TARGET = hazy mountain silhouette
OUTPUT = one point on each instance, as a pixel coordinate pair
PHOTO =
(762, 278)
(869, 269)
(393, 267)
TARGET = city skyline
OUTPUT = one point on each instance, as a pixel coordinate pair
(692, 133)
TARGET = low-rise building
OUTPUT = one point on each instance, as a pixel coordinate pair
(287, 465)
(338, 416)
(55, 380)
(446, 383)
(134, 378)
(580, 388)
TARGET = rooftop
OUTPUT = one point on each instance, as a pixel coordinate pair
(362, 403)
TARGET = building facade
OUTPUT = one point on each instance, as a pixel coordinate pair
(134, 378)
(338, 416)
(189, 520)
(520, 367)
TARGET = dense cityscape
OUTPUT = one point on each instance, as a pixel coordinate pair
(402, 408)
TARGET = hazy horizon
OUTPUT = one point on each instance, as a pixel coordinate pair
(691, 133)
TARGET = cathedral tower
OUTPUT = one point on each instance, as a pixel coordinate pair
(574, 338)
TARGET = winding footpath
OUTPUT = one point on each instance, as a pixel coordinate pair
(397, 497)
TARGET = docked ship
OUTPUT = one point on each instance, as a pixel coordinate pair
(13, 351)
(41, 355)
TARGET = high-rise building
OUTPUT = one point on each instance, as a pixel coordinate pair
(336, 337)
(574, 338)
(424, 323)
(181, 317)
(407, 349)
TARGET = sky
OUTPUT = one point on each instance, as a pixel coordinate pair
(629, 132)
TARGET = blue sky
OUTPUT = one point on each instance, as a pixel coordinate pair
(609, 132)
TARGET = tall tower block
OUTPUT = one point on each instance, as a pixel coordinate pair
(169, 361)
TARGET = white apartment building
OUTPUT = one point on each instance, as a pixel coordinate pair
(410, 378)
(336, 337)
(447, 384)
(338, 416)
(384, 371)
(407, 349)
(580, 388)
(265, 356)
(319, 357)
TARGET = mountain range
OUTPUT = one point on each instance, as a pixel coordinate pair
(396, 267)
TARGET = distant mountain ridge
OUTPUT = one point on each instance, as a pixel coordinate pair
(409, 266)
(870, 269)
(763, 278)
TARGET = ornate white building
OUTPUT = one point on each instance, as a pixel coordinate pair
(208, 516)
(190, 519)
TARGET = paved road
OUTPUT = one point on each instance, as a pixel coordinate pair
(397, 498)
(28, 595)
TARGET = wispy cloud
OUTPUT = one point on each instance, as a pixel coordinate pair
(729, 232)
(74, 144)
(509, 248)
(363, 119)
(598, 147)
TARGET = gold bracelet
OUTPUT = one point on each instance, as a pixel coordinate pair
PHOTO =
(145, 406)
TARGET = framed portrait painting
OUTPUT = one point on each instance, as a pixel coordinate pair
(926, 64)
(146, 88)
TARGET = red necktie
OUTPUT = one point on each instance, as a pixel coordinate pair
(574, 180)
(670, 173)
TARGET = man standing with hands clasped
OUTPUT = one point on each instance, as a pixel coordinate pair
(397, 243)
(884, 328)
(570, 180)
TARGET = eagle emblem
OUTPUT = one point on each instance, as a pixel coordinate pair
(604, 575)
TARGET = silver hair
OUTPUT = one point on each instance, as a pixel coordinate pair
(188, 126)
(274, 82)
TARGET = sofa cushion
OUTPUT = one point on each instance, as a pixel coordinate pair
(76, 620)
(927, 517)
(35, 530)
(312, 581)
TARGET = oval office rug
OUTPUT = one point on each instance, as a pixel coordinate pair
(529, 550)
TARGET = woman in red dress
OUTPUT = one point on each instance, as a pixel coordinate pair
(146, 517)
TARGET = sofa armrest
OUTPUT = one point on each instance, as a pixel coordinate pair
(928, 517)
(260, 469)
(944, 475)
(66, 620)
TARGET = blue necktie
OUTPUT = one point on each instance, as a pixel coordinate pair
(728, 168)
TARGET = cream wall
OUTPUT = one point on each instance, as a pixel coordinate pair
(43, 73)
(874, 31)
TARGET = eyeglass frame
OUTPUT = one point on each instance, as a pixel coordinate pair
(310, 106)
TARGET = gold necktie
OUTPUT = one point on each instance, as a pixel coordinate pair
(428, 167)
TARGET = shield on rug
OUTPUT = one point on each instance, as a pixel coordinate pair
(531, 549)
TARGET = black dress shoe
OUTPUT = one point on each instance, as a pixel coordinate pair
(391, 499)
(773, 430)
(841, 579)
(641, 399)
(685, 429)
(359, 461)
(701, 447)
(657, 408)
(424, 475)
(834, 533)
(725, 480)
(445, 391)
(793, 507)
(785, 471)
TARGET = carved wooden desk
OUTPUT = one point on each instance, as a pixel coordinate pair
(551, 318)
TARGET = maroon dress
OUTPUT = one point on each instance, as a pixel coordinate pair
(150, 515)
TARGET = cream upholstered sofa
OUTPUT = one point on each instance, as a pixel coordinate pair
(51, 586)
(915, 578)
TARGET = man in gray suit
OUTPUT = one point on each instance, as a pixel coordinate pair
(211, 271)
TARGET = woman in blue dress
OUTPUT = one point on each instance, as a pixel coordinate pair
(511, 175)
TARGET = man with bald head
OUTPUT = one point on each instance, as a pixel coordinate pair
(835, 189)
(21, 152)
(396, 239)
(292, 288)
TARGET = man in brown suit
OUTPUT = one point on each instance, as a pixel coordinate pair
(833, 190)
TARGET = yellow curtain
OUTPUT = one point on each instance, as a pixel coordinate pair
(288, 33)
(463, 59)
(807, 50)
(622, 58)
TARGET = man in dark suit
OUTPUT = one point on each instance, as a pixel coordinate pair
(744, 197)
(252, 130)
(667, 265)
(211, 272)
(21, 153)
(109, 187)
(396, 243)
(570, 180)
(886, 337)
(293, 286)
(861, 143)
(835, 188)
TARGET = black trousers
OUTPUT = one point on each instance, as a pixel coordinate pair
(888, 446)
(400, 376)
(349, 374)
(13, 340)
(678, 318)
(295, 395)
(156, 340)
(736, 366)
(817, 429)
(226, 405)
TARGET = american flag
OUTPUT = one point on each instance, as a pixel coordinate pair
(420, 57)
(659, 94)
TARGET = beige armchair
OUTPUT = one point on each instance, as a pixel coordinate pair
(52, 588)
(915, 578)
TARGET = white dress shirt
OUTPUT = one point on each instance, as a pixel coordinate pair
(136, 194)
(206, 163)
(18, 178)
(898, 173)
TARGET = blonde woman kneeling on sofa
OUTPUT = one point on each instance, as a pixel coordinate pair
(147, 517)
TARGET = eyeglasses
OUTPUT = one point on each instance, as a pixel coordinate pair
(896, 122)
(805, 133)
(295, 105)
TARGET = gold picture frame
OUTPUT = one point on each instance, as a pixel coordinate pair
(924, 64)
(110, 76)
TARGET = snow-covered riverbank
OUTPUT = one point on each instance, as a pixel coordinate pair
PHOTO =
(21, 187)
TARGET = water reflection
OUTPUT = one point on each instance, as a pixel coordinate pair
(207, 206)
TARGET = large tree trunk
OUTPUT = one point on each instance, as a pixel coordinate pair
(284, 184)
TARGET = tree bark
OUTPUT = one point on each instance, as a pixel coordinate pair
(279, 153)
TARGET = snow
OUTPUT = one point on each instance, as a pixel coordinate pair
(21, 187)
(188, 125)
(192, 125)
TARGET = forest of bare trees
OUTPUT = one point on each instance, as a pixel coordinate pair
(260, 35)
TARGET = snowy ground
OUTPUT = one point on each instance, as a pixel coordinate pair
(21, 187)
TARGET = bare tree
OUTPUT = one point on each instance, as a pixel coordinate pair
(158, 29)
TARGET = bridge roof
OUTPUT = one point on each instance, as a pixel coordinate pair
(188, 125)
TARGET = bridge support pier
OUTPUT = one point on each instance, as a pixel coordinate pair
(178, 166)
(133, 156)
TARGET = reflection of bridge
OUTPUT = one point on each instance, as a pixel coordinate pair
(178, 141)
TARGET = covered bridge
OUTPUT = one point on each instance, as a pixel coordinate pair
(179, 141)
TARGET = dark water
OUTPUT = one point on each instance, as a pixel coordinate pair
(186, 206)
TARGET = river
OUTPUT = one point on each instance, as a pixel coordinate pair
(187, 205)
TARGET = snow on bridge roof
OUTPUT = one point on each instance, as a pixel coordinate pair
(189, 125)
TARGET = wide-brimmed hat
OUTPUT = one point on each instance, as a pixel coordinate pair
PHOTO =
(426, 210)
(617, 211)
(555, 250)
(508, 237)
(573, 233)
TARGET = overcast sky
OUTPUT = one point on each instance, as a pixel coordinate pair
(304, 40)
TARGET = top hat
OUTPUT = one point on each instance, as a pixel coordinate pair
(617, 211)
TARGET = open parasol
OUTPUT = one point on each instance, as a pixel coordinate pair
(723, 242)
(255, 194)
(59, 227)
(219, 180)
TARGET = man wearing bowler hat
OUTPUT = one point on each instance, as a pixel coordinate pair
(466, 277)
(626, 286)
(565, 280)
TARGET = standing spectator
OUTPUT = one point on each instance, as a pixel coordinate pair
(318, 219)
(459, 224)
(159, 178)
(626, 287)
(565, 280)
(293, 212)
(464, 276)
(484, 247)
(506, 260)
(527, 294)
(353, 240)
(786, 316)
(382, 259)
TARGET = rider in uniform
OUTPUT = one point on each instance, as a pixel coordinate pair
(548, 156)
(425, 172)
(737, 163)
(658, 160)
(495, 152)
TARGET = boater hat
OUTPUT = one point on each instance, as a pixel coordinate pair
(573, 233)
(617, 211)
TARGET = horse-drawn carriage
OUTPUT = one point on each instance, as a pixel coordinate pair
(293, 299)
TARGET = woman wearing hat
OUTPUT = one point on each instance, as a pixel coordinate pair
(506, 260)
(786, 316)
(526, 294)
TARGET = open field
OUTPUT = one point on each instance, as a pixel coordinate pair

§ WHAT NEEDS TO BE DONE: Extract the closing run of lines, starting with the one containing "TARGET = river" and ending at the last, exactly as written.

§ RESULT OF THE TASK:
TARGET = river
OUTPUT = one point on each instance, as a pixel coordinate pair
(187, 205)
TARGET = snow on bridge roof
OUTPUT = one point on each instance, as a pixel coordinate pair
(189, 125)
TARGET = wide-brimmed hat
OUTPUT = one point on each instance, as a pixel coordinate pair
PHOTO =
(426, 210)
(617, 211)
(555, 250)
(508, 237)
(573, 233)
TARGET = overcast sky
OUTPUT = one point on each instance, as a pixel coordinate pair
(304, 40)
TARGET = top hat
OUTPUT = one point on each instance, as a pixel coordinate pair
(617, 211)
TARGET = open parasol
OUTPUT = one point on each instance, as a pixel coordinate pair
(723, 242)
(255, 194)
(59, 227)
(219, 180)
TARGET = man wearing bowler hat
OUTPUT = one point on each instance, as a pixel coordinate pair
(466, 277)
(626, 286)
(565, 280)
TARGET = standing spectator
OUTPUT = one point on each instance, as a pixel coordinate pair
(318, 219)
(459, 224)
(159, 178)
(626, 287)
(565, 280)
(293, 212)
(464, 276)
(484, 247)
(506, 260)
(527, 294)
(353, 240)
(786, 316)
(382, 259)
TARGET = rider in uniform
OUTPUT = one point on each instance, as a pixel coordinate pair
(548, 156)
(425, 172)
(737, 163)
(658, 160)
(495, 152)
TARGET = boater hat
OUTPUT = one point on each instance, as a pixel coordinate pair
(573, 233)
(617, 211)
TARGET = horse-drawn carriage
OUTPUT = one point on each instance, as a pixel coordinate pair
(293, 299)
TARGET = woman wearing hat
OUTPUT = one point on each instance, as a pixel coordinate pair
(506, 260)
(786, 316)
(526, 294)
TARGET = open field
OUTPUT = one point on each instance, as a pixel coordinate pair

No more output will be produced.